== MATERIAL FOR THE TASK

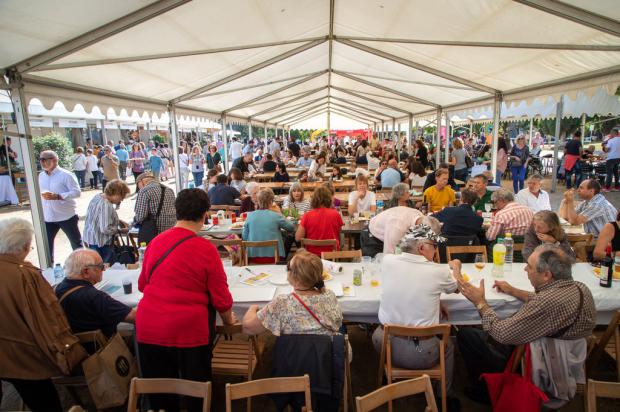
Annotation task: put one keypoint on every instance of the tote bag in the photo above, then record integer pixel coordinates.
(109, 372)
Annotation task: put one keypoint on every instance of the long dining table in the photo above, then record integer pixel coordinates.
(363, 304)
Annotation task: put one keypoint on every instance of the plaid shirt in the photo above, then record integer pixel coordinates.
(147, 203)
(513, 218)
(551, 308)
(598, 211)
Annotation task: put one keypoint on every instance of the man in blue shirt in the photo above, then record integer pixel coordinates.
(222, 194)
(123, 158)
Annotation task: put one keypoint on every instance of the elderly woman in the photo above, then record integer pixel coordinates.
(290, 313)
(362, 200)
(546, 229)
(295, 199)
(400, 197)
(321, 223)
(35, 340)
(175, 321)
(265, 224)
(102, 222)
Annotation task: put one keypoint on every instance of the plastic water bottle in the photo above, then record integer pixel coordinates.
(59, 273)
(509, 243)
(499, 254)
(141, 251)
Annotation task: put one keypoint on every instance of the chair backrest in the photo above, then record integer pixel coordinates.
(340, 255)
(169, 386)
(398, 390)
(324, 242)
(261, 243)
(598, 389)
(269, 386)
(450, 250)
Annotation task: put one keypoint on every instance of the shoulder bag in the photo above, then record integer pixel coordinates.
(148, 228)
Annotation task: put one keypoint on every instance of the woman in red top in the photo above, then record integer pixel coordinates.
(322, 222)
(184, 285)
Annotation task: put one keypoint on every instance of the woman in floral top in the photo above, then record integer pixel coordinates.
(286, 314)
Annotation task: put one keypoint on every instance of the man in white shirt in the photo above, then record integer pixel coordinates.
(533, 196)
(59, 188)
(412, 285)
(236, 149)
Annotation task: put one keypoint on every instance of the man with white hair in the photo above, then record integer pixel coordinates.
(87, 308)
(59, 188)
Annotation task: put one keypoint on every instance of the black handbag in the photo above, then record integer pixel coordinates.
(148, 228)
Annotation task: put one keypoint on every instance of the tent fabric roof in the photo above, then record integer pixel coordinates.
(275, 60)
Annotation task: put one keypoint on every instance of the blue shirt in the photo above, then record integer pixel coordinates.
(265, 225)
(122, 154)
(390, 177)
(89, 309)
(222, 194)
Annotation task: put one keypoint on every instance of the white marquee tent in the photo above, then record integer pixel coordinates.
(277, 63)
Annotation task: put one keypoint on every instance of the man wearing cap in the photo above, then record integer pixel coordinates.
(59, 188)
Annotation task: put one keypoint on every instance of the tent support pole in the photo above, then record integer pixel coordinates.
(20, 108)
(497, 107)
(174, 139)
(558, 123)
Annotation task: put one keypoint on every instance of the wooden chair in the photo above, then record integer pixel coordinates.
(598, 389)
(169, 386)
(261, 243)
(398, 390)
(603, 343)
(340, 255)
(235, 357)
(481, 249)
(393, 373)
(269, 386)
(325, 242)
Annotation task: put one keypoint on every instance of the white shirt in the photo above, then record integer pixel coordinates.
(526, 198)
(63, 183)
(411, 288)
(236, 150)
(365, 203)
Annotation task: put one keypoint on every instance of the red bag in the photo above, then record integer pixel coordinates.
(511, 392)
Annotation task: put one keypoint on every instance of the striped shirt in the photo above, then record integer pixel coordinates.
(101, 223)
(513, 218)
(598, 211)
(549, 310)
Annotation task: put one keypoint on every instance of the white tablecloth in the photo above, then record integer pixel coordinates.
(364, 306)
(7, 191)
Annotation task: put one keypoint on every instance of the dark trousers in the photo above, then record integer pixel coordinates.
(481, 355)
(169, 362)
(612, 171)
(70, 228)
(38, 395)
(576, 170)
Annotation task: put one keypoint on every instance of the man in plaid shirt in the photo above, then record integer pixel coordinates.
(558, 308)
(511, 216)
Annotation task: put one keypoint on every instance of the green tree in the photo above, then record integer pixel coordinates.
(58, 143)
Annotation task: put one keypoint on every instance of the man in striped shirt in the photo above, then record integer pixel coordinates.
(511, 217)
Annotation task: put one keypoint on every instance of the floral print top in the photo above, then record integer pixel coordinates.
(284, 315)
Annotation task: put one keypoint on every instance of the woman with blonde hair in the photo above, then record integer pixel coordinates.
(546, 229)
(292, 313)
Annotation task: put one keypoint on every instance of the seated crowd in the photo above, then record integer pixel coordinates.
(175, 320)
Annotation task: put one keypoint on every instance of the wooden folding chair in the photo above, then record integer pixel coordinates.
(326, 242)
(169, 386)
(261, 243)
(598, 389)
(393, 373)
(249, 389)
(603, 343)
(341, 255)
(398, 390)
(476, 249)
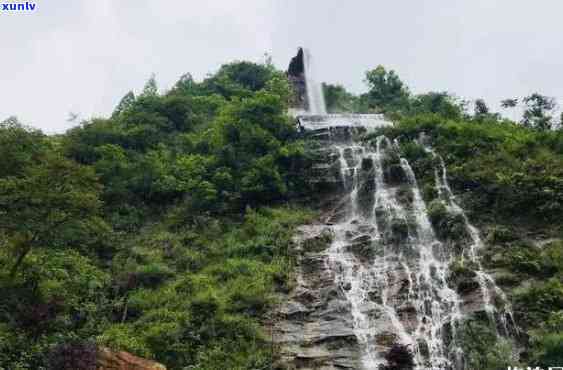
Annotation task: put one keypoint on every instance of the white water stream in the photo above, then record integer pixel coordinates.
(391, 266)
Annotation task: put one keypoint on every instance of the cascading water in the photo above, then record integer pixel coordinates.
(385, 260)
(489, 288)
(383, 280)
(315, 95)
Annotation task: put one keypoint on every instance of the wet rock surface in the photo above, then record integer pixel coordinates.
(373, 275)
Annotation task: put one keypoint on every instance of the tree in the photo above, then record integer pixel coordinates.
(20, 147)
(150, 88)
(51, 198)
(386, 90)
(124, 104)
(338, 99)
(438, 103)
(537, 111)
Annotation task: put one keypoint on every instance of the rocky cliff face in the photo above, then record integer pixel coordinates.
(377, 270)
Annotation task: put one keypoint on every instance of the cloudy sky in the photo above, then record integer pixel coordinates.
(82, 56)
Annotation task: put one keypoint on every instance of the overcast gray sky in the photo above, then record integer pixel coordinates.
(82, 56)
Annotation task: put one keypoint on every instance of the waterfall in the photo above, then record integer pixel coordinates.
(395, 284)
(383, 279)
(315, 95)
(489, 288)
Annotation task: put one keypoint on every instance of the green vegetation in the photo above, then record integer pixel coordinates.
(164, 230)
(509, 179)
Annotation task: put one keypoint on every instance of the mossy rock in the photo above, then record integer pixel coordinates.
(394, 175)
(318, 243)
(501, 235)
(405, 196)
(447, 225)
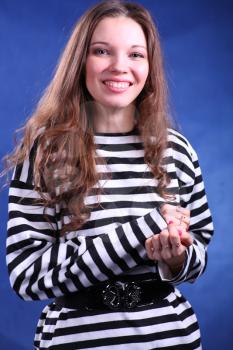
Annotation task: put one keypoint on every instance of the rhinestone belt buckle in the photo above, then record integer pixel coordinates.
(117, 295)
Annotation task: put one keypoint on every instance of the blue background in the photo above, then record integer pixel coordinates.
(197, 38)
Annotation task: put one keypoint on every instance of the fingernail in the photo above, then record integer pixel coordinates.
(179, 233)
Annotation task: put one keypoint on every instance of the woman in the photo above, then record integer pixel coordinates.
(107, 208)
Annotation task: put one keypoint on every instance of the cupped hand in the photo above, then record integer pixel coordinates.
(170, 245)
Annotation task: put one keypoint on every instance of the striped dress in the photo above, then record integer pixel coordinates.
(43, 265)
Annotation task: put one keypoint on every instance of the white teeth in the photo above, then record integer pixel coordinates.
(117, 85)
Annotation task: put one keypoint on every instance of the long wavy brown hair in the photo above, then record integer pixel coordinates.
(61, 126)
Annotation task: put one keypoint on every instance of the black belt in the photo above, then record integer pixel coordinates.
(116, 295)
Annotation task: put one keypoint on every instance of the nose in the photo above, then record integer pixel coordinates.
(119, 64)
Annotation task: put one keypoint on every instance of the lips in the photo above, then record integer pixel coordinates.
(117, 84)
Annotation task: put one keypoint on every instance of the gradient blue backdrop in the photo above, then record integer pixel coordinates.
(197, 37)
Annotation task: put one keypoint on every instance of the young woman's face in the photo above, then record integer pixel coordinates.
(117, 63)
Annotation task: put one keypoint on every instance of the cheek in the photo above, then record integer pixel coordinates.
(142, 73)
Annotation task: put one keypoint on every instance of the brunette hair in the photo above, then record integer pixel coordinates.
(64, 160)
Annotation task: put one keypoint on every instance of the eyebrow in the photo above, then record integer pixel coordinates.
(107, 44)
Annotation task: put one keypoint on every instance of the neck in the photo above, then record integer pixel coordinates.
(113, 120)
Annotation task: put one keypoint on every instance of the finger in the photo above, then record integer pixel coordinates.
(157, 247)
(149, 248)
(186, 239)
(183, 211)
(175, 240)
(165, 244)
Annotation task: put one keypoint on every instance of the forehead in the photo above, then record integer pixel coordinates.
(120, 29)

====

(DESCRIPTION OF THE TASK):
Find the line containing "the black belt". Reproduce it exactly, along with every line after it through the last.

(ANSWER IN FULL):
Annotation task: put one keypoint on every instance of the black belt in the photo above, then record integer pixel coordinates.
(116, 295)
Annotation task: put one keypoint on every instance of the nose in the photo above, then record integer pixel coordinates.
(119, 64)
Annotation task: put one keypoint on every instance of the lips in the photo above, then record integer pixel coordinates.
(117, 84)
Annotation task: put one keypoint on every instance of the gradient blue backdrop in the photo above, then record integer pixel coordinates.
(197, 37)
Annotation task: put one keypoint on every instance of the young woman's face in the photo above, then record integer pixel coordinates.
(117, 63)
Annotation task: put one keypoint on every instance of the cheek in the photo above, then record integer pixel coordinates.
(142, 73)
Annotation task: put one keypoint on every instance of the brunette hair in the photo above, then record integer pixel coordinates.
(64, 160)
Annotation task: put one keypoint on every instance of the eyebrow in the photo above, then record integer pixel coordinates.
(107, 44)
Annotation task: put one keypoint on every instance of the neck in the photo above, then record integer pixel coordinates.
(113, 120)
Annotation task: put one keypoint on every instance of the finger in the photo above, then record integer pixel coordinates.
(157, 247)
(149, 248)
(186, 239)
(183, 211)
(175, 240)
(165, 244)
Annotation task: put one keypoint on every instance of the forehead in the photo above, then record integer pixel coordinates.
(120, 29)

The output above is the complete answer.